##### Exercise materials

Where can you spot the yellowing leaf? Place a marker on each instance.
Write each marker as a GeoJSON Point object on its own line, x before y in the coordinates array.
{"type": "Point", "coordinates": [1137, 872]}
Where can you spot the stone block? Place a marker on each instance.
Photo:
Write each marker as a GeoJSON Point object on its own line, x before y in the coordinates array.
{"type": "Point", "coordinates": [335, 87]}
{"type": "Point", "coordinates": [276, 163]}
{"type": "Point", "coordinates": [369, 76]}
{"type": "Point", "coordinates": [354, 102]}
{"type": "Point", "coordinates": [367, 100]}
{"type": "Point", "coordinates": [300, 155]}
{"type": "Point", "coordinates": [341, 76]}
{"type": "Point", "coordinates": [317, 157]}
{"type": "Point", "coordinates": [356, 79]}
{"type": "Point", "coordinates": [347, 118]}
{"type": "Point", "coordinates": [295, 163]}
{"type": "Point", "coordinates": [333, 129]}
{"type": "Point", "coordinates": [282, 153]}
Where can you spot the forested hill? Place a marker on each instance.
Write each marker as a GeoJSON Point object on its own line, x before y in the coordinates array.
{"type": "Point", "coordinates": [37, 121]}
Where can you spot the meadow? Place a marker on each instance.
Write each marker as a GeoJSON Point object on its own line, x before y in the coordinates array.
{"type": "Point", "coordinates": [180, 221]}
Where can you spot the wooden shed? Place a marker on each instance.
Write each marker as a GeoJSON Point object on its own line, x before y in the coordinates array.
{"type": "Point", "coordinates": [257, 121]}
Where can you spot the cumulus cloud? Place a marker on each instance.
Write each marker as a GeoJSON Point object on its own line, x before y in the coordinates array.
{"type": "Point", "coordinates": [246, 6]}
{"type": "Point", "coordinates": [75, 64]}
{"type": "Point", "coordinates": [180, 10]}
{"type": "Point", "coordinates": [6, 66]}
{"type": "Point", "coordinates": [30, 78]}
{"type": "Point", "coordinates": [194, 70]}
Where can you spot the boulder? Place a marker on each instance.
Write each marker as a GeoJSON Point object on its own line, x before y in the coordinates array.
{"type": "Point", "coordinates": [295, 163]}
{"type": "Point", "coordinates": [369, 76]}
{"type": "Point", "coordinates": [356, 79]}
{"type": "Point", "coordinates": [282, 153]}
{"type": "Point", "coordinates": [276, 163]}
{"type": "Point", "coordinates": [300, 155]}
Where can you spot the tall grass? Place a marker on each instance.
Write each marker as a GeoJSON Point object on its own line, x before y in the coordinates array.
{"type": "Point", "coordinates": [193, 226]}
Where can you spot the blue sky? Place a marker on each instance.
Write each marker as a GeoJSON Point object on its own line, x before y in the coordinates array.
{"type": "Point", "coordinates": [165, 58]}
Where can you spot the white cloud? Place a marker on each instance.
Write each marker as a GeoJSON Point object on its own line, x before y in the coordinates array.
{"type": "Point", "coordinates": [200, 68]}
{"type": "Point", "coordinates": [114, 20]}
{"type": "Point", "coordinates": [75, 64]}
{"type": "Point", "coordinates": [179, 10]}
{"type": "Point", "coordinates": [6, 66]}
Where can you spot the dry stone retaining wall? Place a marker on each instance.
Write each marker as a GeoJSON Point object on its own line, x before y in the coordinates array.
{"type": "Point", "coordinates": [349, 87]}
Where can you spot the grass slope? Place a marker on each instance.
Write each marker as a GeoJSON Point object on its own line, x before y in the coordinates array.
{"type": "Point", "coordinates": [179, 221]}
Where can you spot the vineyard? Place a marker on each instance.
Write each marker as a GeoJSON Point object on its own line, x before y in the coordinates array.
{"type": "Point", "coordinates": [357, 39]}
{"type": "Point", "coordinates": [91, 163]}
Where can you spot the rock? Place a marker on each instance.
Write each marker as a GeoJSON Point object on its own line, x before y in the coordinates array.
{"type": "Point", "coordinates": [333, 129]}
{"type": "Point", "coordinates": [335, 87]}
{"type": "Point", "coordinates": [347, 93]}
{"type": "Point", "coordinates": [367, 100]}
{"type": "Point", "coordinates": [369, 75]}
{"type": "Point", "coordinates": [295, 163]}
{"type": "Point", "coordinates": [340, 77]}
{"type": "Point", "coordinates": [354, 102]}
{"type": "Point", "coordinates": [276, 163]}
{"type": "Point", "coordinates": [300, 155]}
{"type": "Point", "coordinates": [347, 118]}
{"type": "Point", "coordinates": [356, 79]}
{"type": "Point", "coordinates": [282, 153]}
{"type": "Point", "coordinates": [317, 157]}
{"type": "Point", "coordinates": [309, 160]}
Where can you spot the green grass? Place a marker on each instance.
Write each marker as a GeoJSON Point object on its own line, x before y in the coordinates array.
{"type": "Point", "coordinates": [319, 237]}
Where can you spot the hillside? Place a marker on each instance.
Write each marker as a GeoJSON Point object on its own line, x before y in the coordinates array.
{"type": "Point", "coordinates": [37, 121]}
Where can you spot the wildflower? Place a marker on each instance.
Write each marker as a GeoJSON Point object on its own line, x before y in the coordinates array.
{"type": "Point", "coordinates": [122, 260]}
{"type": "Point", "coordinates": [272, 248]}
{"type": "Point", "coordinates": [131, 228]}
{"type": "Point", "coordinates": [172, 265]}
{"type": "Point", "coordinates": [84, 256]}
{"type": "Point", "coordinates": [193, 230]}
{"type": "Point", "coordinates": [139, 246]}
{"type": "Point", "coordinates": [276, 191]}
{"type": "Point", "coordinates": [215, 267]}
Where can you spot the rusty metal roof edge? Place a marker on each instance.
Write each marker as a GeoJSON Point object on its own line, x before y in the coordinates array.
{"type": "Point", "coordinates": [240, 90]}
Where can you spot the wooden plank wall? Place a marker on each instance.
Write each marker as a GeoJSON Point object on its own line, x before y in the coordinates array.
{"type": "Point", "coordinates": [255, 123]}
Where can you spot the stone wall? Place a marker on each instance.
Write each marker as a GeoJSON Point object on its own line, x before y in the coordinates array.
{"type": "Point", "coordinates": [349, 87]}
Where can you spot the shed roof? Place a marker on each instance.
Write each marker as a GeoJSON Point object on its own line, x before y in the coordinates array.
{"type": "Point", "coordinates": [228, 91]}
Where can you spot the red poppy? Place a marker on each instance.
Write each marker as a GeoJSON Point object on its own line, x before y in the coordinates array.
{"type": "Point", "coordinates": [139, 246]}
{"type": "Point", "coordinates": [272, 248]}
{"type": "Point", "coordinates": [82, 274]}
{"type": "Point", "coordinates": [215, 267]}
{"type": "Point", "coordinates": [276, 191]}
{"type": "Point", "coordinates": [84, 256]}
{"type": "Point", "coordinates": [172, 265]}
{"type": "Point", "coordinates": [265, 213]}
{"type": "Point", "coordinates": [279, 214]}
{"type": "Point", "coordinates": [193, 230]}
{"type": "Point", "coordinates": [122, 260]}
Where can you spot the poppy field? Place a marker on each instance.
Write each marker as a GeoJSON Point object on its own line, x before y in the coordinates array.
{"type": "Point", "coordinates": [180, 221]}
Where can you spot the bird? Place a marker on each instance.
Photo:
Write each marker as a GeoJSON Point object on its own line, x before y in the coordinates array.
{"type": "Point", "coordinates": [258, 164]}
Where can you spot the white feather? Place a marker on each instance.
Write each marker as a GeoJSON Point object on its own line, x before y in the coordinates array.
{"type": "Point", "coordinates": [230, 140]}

##########

▶ What you will do:
Reproduce each entry exactly, leaving out nothing.

▶ Solution to this task:
Where can you spot the yellowing leaf? Place a marker on each instance.
Write each marker as a GeoJSON Point object on its own line, x before y in the coordinates array.
{"type": "Point", "coordinates": [1137, 872]}
Where can you spot the stone block? Place a marker on each instance.
Photo:
Write each marker as a GeoJSON Point object on its own line, x before y in the coordinates array.
{"type": "Point", "coordinates": [335, 87]}
{"type": "Point", "coordinates": [276, 163]}
{"type": "Point", "coordinates": [369, 76]}
{"type": "Point", "coordinates": [354, 102]}
{"type": "Point", "coordinates": [367, 100]}
{"type": "Point", "coordinates": [300, 155]}
{"type": "Point", "coordinates": [341, 76]}
{"type": "Point", "coordinates": [317, 157]}
{"type": "Point", "coordinates": [356, 79]}
{"type": "Point", "coordinates": [347, 118]}
{"type": "Point", "coordinates": [295, 163]}
{"type": "Point", "coordinates": [333, 129]}
{"type": "Point", "coordinates": [282, 153]}
Where can you spot the forested hill? Place a marker on each instance.
Write each marker as a GeoJSON Point object on its own line, x before y in the coordinates array.
{"type": "Point", "coordinates": [37, 121]}
Where can you spot the meadow? Place a marker on each instance.
Write each marker as a GeoJSON Point object on its own line, x before y in the coordinates array.
{"type": "Point", "coordinates": [180, 221]}
Where can you spot the wooden shed? Place a marker on each instance.
Write each marker as a GeoJSON Point object on its own line, x before y in the coordinates array.
{"type": "Point", "coordinates": [257, 121]}
Where can you spot the cumulus cloud? Place a marker on each instance.
Write each marker as a GeoJSON Point object on its own line, x before y in the coordinates array.
{"type": "Point", "coordinates": [246, 6]}
{"type": "Point", "coordinates": [75, 64]}
{"type": "Point", "coordinates": [180, 10]}
{"type": "Point", "coordinates": [6, 66]}
{"type": "Point", "coordinates": [30, 78]}
{"type": "Point", "coordinates": [194, 70]}
Where can you spot the boulder? Place a marker on each instance.
Write each marker as a GeoJSON Point object on its own line, x before y in the coordinates array.
{"type": "Point", "coordinates": [295, 163]}
{"type": "Point", "coordinates": [369, 76]}
{"type": "Point", "coordinates": [356, 79]}
{"type": "Point", "coordinates": [282, 153]}
{"type": "Point", "coordinates": [276, 163]}
{"type": "Point", "coordinates": [300, 155]}
Where can you spot the tall grass? Place a marker on each instance.
Write each marker as a GeoJSON Point object on its own line, x before y in the coordinates array.
{"type": "Point", "coordinates": [193, 226]}
Where can you spot the blue sky? Place a marker on each instance.
Write each marker as a GeoJSON Point object on its own line, x before y in the coordinates array.
{"type": "Point", "coordinates": [165, 58]}
Where can you spot the white cloud? Place a marker on each instance.
Write each marker as a GeoJSON Point object on its own line, x before y in the coordinates array.
{"type": "Point", "coordinates": [200, 68]}
{"type": "Point", "coordinates": [114, 20]}
{"type": "Point", "coordinates": [75, 64]}
{"type": "Point", "coordinates": [179, 10]}
{"type": "Point", "coordinates": [6, 66]}
Where can you spot the dry stone retaining wall? Place a marker on each instance.
Write each marker as a GeoJSON Point object on its own line, x before y in the coordinates array.
{"type": "Point", "coordinates": [349, 87]}
Where can you spot the grass slope? Place a marker on each instance.
Write each marker as a GeoJSON Point object on its own line, x before y in the coordinates array.
{"type": "Point", "coordinates": [179, 221]}
Where can you spot the vineyard? Place a marker on each instance.
Write each marker as a GeoJSON Point object on its own line, x before y in the coordinates array.
{"type": "Point", "coordinates": [357, 39]}
{"type": "Point", "coordinates": [91, 163]}
Where can you spot the rock? Place a marker on each instance.
Write each marker as a GeoJSON Point object on its own line, x before y in the coordinates array.
{"type": "Point", "coordinates": [333, 129]}
{"type": "Point", "coordinates": [335, 87]}
{"type": "Point", "coordinates": [347, 93]}
{"type": "Point", "coordinates": [367, 100]}
{"type": "Point", "coordinates": [369, 75]}
{"type": "Point", "coordinates": [295, 163]}
{"type": "Point", "coordinates": [340, 77]}
{"type": "Point", "coordinates": [354, 102]}
{"type": "Point", "coordinates": [276, 163]}
{"type": "Point", "coordinates": [300, 155]}
{"type": "Point", "coordinates": [347, 118]}
{"type": "Point", "coordinates": [356, 79]}
{"type": "Point", "coordinates": [282, 153]}
{"type": "Point", "coordinates": [317, 157]}
{"type": "Point", "coordinates": [309, 160]}
Where can you spot the green grass? Place a marker on each instance.
Write each marker as a GeoJSON Point object on its own line, x before y in the coordinates array.
{"type": "Point", "coordinates": [319, 237]}
Where can you spot the hillside? Place a marker on each instance.
Write each marker as a GeoJSON Point object on its own line, x before y in the coordinates array.
{"type": "Point", "coordinates": [37, 121]}
Where can you spot the wildflower? Place a marker on each instance.
Write each marker as a GeoJSON Point object on its own line, x before y in the coordinates array.
{"type": "Point", "coordinates": [122, 260]}
{"type": "Point", "coordinates": [272, 248]}
{"type": "Point", "coordinates": [131, 228]}
{"type": "Point", "coordinates": [172, 265]}
{"type": "Point", "coordinates": [84, 256]}
{"type": "Point", "coordinates": [193, 230]}
{"type": "Point", "coordinates": [139, 246]}
{"type": "Point", "coordinates": [276, 191]}
{"type": "Point", "coordinates": [215, 267]}
Where can you spot the rusty metal roof edge? Place a marker on each instance.
Write each marker as a GeoJSON Point object on its own line, x before y in the coordinates array.
{"type": "Point", "coordinates": [240, 90]}
Where can you spot the wooden plank wall? Place a marker on each instance.
Write each marker as a GeoJSON Point object on its own line, x before y in the coordinates array.
{"type": "Point", "coordinates": [255, 123]}
Where can you spot the stone wall? Place a marker on each instance.
Write each marker as a GeoJSON Point object on its own line, x before y in the coordinates array.
{"type": "Point", "coordinates": [349, 87]}
Where can you spot the shed roof? Place a marker on each instance.
Write each marker as a GeoJSON Point object on its own line, x before y in the coordinates array.
{"type": "Point", "coordinates": [228, 91]}
Where can you spot the red poppy? Place a marker on each instance.
Write each marker as a GeoJSON Point object on its own line, x before y in the coordinates array.
{"type": "Point", "coordinates": [139, 246]}
{"type": "Point", "coordinates": [272, 248]}
{"type": "Point", "coordinates": [82, 274]}
{"type": "Point", "coordinates": [215, 267]}
{"type": "Point", "coordinates": [276, 191]}
{"type": "Point", "coordinates": [84, 256]}
{"type": "Point", "coordinates": [172, 265]}
{"type": "Point", "coordinates": [265, 213]}
{"type": "Point", "coordinates": [279, 214]}
{"type": "Point", "coordinates": [193, 230]}
{"type": "Point", "coordinates": [122, 260]}
Where can you spot the poppy field? Place a marker on each instance.
Write each marker as a GeoJSON Point object on its own line, x before y in the coordinates array.
{"type": "Point", "coordinates": [180, 221]}
Where can you spot the bird? Place a marker on each instance.
Photo:
Write each marker as a GeoJSON Point object on its own line, x before y in the coordinates array.
{"type": "Point", "coordinates": [258, 164]}
Where can you spot the white feather? Place a marker on each instance.
Write each marker as a GeoJSON Point object on its own line, x before y in the coordinates array.
{"type": "Point", "coordinates": [230, 140]}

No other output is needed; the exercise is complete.